(Data records)
....

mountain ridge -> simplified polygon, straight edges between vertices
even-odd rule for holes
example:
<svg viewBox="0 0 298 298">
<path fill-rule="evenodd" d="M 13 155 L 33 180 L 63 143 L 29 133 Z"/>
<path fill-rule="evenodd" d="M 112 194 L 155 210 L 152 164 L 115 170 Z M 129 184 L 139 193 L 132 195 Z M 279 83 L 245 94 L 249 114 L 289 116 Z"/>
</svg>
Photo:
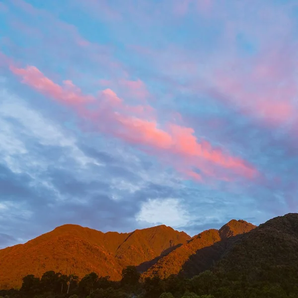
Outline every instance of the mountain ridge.
<svg viewBox="0 0 298 298">
<path fill-rule="evenodd" d="M 156 266 L 160 264 L 164 268 L 161 271 L 167 271 L 164 265 L 173 258 L 173 274 L 177 274 L 198 250 L 223 240 L 221 229 L 228 238 L 255 227 L 244 221 L 232 220 L 219 230 L 206 230 L 191 237 L 164 224 L 118 233 L 66 224 L 24 244 L 0 250 L 3 268 L 0 285 L 18 288 L 24 276 L 40 277 L 50 270 L 74 273 L 79 278 L 94 271 L 117 281 L 121 279 L 122 270 L 129 265 L 137 266 L 144 278 L 156 274 Z"/>
</svg>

....

● **TASK INSTRUCTIONS**:
Reproduce every line of the material above word for word, leaving out the pictures.

● **SOLUTION TO THE PROBLEM**:
mountain ridge -> simplified polygon, straight edges between vertices
even-odd rule for holes
example:
<svg viewBox="0 0 298 298">
<path fill-rule="evenodd" d="M 13 155 L 33 180 L 63 143 L 29 133 Z"/>
<path fill-rule="evenodd" d="M 112 194 L 155 210 L 152 164 L 115 170 Z M 129 184 L 139 193 L 132 195 Z M 279 83 L 245 94 L 249 114 L 289 116 Z"/>
</svg>
Photo:
Outline every instance of the mountain ridge.
<svg viewBox="0 0 298 298">
<path fill-rule="evenodd" d="M 156 266 L 160 264 L 164 268 L 161 271 L 167 271 L 164 265 L 173 258 L 173 274 L 177 274 L 198 250 L 223 240 L 221 229 L 228 238 L 255 227 L 244 221 L 232 220 L 219 230 L 206 230 L 191 237 L 164 224 L 118 233 L 66 224 L 24 244 L 0 250 L 3 268 L 0 285 L 18 288 L 24 276 L 40 277 L 50 270 L 74 273 L 79 278 L 94 271 L 117 281 L 121 279 L 122 270 L 129 265 L 137 266 L 144 278 L 156 274 Z"/>
</svg>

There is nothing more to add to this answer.